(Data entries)
::::::::::

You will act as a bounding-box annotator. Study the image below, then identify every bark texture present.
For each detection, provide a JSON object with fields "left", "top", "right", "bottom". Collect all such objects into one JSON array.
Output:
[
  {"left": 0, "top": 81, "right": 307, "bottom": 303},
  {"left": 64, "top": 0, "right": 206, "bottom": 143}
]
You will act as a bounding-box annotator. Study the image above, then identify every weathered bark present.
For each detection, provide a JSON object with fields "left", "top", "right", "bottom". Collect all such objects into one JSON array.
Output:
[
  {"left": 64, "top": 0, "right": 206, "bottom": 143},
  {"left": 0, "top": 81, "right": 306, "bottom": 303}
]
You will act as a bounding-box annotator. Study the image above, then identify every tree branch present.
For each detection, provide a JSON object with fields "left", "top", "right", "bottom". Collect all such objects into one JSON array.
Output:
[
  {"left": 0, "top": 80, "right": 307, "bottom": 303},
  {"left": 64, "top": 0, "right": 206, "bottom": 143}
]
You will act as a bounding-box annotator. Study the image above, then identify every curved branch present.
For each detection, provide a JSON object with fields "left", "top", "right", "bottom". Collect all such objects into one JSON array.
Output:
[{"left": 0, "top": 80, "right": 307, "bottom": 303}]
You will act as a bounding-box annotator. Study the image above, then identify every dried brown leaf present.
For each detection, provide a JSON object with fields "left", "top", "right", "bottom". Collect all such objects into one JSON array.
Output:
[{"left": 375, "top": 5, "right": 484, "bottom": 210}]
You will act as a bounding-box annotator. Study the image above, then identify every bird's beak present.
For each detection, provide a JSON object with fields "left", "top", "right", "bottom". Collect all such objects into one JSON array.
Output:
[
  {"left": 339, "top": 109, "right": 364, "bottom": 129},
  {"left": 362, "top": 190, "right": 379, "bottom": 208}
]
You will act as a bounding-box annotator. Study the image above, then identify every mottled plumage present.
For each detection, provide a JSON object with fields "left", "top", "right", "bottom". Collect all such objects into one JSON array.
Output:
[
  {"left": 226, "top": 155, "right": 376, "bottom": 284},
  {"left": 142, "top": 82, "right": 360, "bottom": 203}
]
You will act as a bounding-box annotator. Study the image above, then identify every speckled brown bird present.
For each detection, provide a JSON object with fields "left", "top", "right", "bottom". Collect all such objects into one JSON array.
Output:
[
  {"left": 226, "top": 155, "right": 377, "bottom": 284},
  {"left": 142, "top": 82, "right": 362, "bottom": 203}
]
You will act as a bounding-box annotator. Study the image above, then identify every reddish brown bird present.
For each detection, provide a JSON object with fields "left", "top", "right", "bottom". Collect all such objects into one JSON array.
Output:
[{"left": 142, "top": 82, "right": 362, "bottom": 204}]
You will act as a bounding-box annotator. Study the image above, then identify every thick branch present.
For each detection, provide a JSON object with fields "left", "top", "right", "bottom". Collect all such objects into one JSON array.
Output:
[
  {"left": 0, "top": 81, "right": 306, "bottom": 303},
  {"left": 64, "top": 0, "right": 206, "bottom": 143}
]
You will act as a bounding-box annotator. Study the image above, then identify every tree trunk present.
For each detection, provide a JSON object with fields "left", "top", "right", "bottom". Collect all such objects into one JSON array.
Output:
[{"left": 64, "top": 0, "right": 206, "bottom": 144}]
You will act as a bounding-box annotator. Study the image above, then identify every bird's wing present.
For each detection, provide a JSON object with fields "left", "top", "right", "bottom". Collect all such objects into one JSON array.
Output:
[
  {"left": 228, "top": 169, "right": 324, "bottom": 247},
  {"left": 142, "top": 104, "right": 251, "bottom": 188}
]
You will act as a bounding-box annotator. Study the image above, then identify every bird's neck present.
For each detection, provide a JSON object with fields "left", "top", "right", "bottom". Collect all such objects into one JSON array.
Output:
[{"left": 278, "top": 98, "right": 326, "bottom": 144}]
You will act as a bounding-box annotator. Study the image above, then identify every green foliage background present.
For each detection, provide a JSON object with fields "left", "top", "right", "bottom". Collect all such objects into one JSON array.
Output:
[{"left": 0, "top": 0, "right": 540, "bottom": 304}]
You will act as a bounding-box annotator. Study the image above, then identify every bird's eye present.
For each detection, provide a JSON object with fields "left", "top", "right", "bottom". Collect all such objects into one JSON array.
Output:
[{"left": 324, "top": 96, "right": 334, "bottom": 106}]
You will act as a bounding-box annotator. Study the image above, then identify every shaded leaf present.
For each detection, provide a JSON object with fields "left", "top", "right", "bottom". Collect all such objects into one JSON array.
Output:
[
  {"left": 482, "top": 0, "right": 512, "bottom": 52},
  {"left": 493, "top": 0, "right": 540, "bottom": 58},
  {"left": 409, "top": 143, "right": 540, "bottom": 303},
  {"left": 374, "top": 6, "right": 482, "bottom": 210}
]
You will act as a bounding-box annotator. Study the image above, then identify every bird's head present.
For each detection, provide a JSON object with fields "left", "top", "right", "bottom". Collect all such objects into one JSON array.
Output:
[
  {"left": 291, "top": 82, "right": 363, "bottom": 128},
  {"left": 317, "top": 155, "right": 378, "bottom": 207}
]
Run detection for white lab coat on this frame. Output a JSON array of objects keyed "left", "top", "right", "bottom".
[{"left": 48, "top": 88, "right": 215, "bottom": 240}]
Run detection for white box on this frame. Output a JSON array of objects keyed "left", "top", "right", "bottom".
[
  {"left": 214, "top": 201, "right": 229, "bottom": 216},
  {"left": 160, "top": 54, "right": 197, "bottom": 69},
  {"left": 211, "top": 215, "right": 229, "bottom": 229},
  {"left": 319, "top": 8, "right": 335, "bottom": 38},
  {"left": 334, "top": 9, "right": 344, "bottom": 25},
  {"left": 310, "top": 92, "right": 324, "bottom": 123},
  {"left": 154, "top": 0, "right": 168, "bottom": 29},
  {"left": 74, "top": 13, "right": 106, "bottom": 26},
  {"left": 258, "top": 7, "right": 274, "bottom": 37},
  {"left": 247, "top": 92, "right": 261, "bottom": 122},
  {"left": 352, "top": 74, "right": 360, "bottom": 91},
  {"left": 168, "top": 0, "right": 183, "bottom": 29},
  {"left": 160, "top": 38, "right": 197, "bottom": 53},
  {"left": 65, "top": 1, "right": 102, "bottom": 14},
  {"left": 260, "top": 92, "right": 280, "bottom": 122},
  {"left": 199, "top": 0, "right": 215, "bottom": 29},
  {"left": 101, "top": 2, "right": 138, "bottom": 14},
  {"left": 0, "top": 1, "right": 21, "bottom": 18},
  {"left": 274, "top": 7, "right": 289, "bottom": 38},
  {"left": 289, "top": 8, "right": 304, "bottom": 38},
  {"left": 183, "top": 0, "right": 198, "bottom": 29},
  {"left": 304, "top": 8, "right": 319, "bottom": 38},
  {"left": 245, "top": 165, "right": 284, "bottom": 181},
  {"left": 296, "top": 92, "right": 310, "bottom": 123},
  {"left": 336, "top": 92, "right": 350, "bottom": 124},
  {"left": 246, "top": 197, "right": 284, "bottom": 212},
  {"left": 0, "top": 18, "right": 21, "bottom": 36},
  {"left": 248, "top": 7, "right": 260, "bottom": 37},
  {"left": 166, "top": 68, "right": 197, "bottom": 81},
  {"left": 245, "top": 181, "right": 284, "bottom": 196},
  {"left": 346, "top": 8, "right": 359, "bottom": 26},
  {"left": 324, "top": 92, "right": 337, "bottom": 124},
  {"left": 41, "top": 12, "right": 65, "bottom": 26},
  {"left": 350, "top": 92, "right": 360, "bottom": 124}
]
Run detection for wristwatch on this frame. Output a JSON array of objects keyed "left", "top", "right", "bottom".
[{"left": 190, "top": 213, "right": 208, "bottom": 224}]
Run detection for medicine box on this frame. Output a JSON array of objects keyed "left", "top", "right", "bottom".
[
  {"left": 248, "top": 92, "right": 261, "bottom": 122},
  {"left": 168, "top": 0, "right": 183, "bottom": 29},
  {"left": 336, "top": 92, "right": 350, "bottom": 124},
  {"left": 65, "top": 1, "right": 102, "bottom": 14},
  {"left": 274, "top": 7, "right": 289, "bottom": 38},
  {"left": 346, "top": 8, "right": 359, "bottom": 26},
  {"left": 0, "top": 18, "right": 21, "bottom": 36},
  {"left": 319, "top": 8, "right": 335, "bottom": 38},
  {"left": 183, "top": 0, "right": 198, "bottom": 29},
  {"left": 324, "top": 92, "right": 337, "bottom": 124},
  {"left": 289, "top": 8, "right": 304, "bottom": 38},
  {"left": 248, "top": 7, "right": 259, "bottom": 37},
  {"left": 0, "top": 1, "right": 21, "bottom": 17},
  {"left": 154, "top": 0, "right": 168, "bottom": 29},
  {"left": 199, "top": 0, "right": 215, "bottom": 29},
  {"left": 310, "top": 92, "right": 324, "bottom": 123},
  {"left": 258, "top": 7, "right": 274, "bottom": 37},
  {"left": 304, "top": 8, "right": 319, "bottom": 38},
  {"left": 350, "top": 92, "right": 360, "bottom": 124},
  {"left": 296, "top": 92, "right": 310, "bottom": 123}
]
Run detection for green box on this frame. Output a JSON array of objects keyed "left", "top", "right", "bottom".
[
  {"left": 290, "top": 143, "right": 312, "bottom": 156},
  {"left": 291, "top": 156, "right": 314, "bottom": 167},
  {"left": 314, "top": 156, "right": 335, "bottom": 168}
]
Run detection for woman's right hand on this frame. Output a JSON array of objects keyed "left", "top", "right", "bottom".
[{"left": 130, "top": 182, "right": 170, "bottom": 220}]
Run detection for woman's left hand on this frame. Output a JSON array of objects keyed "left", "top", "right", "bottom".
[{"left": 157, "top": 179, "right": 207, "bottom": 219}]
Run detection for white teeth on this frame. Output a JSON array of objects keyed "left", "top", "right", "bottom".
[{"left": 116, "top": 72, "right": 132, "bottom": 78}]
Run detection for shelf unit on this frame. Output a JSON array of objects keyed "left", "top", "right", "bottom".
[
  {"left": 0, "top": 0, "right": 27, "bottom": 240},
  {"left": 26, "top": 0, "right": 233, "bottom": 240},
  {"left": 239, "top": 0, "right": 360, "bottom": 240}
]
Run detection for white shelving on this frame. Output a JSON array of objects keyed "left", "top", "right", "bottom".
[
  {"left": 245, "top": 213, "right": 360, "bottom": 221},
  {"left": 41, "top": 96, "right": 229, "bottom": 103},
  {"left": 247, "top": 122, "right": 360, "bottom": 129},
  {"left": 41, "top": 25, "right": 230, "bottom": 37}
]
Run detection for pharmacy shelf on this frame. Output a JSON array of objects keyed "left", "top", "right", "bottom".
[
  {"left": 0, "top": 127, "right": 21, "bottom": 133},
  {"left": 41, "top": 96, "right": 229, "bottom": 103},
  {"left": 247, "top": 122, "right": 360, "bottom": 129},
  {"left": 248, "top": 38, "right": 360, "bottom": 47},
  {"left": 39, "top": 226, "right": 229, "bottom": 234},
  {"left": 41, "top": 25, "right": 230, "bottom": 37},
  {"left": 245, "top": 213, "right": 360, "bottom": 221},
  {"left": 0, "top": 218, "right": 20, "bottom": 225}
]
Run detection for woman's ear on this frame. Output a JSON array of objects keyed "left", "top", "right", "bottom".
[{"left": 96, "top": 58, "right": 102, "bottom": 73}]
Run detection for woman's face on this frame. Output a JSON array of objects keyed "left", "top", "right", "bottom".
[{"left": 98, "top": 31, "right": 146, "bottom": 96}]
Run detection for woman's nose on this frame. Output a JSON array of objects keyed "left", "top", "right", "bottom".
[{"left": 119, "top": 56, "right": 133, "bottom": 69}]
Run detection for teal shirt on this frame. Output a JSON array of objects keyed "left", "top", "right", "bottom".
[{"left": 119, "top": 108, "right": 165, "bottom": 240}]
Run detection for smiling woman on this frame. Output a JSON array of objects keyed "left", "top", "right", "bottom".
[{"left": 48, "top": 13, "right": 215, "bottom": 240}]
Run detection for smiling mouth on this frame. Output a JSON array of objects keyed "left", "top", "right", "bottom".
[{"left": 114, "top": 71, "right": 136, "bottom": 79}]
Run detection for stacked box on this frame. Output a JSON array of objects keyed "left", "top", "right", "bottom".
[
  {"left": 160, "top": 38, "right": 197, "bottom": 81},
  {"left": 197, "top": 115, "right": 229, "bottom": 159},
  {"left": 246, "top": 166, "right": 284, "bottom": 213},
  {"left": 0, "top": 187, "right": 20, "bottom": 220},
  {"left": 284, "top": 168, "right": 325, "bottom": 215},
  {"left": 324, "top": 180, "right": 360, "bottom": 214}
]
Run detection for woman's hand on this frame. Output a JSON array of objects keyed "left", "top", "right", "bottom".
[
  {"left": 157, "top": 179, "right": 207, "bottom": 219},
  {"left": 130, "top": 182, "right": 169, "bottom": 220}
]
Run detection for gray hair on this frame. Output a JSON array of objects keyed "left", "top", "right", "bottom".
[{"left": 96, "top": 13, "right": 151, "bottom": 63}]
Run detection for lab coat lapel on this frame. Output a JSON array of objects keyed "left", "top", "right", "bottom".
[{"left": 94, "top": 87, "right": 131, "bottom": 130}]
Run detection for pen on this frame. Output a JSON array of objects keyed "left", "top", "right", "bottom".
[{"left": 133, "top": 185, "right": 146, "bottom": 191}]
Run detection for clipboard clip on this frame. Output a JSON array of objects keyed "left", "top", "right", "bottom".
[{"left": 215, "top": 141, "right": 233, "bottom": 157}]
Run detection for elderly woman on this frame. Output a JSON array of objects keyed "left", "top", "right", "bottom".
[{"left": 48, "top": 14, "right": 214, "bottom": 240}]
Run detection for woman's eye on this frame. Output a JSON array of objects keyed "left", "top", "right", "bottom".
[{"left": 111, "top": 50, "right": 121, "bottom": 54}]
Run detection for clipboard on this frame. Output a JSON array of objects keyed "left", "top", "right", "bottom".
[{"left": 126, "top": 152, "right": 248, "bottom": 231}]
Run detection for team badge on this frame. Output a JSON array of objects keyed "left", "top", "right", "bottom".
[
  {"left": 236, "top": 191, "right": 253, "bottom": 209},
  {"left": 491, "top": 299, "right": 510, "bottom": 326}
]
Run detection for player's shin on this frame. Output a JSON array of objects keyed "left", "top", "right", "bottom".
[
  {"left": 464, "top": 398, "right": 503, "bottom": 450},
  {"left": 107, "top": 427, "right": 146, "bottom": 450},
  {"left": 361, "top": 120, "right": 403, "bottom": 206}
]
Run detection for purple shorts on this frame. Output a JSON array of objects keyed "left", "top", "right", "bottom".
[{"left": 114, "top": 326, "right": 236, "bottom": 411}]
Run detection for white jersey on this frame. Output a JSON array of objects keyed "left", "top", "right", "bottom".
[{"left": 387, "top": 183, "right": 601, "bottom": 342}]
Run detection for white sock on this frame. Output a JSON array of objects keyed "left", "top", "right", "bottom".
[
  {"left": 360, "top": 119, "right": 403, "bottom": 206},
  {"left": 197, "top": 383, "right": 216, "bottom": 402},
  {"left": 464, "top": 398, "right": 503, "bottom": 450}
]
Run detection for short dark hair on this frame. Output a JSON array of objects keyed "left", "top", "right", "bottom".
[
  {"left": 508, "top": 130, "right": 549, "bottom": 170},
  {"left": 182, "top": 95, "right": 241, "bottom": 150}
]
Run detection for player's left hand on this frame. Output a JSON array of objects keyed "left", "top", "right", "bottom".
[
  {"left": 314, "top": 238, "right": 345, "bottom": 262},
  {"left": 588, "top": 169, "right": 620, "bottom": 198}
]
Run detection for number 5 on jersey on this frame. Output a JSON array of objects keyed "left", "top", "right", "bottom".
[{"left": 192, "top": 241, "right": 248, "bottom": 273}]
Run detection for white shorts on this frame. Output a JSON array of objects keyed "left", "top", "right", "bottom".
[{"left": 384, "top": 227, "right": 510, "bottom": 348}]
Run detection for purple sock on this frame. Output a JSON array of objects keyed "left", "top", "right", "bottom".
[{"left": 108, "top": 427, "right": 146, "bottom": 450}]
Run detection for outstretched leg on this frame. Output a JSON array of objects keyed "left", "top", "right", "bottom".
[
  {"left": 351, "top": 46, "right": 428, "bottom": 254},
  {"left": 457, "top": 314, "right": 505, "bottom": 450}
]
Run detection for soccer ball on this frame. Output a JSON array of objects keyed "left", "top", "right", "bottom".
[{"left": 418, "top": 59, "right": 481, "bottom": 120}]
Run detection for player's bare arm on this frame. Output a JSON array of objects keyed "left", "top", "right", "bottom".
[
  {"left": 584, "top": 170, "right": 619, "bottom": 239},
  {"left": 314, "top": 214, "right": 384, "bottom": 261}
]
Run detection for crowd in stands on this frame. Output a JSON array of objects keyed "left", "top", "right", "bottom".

::::::::::

Reproduce verbatim the portion of the records that begins with the line containing "Run detection for soccer" and ends with the final line of the records, including both of those lines.

Run detection for soccer ball on this frame. Output a JSON array of objects keyed "left", "top", "right", "bottom".
[{"left": 418, "top": 59, "right": 481, "bottom": 120}]
Run detection for player's bare arm on this frame. Output a JSON array of objects keyed "left", "top", "right", "bottom".
[
  {"left": 584, "top": 170, "right": 619, "bottom": 239},
  {"left": 314, "top": 214, "right": 384, "bottom": 261}
]
Run detection for crowd in stands on this frame. Output a JSON array of objects keyed "left", "top", "right", "bottom".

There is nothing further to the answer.